Extracted records —
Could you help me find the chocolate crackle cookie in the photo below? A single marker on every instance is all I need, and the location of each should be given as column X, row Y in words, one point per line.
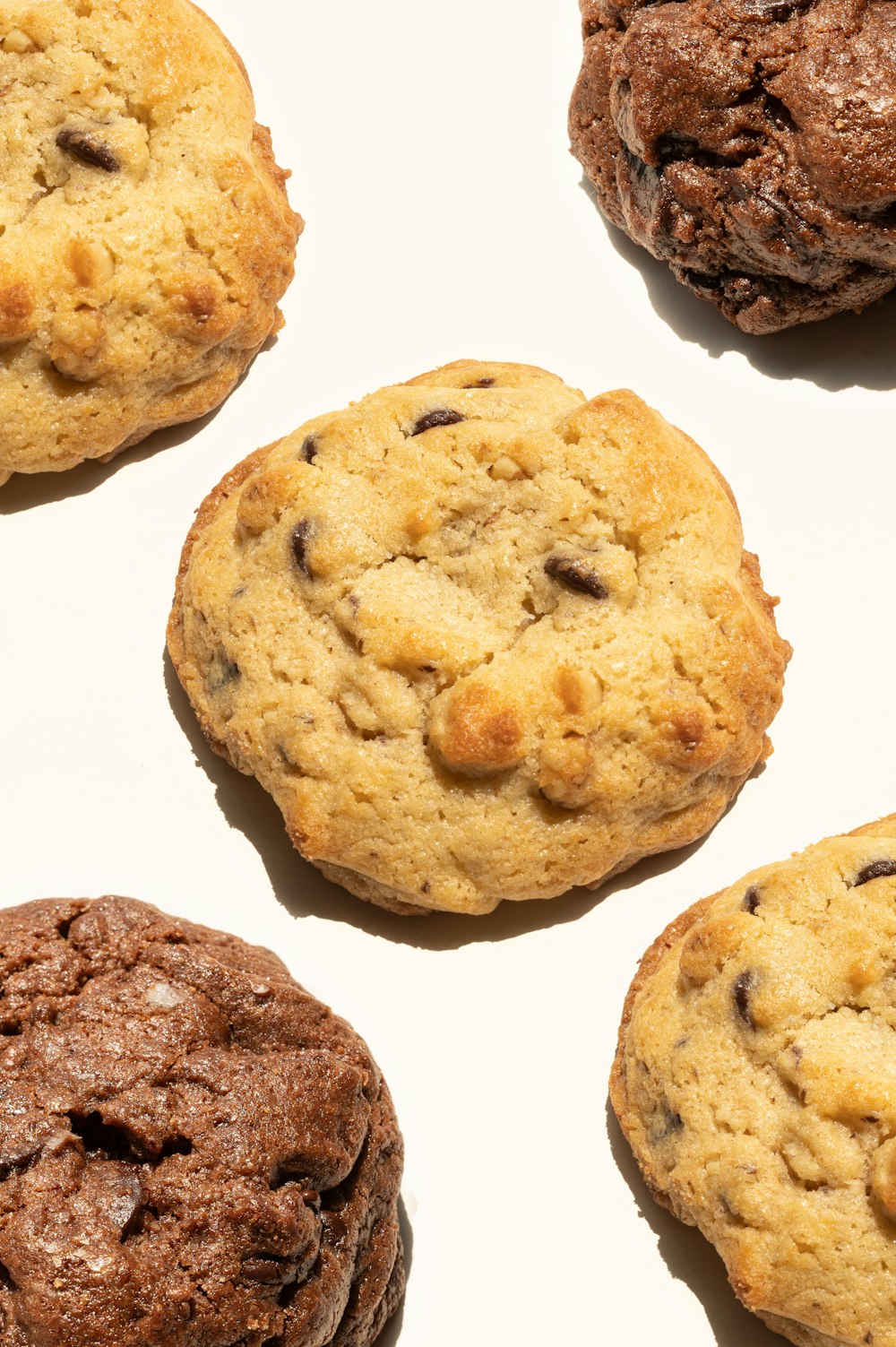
column 748, row 143
column 478, row 637
column 146, row 233
column 193, row 1151
column 756, row 1084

Task goal —
Each line above is to be transcribed exactly, though its pictures are not.

Output —
Could you help me find the chocolate crackle cookie in the photo below? A single marker on every instance is all I need, and the location of each should be given as column X, row Y in words, one point per line.
column 748, row 143
column 478, row 637
column 146, row 233
column 193, row 1151
column 756, row 1084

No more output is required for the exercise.